» **TASK INSTRUCTIONS**:
Scan the lines below and report each one containing "Please" by copying it.

» **EXERCISE MATERIALS**:
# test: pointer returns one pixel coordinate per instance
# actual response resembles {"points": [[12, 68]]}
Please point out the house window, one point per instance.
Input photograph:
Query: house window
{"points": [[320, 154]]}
--
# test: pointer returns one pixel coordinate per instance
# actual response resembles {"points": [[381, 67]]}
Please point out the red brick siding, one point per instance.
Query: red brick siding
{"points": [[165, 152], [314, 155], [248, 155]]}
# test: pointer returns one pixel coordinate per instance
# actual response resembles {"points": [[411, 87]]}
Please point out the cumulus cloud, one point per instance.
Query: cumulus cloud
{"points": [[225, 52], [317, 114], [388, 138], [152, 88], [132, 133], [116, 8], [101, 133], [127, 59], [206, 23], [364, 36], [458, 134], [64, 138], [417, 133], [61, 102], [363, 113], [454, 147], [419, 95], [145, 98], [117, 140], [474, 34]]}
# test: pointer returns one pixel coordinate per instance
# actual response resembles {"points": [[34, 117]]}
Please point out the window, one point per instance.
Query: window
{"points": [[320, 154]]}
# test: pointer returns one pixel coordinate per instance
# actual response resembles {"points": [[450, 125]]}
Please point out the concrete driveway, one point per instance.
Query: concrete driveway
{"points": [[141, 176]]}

» **ANSWER TO THIS EXERCISE**:
Please point out the house window, one point per instance.
Please point out the red brick siding, one point per instance.
Please point out the cumulus cloud, one point per instance.
Please point out the window, one point per instance.
Please point out the concrete driveway, one point per instance.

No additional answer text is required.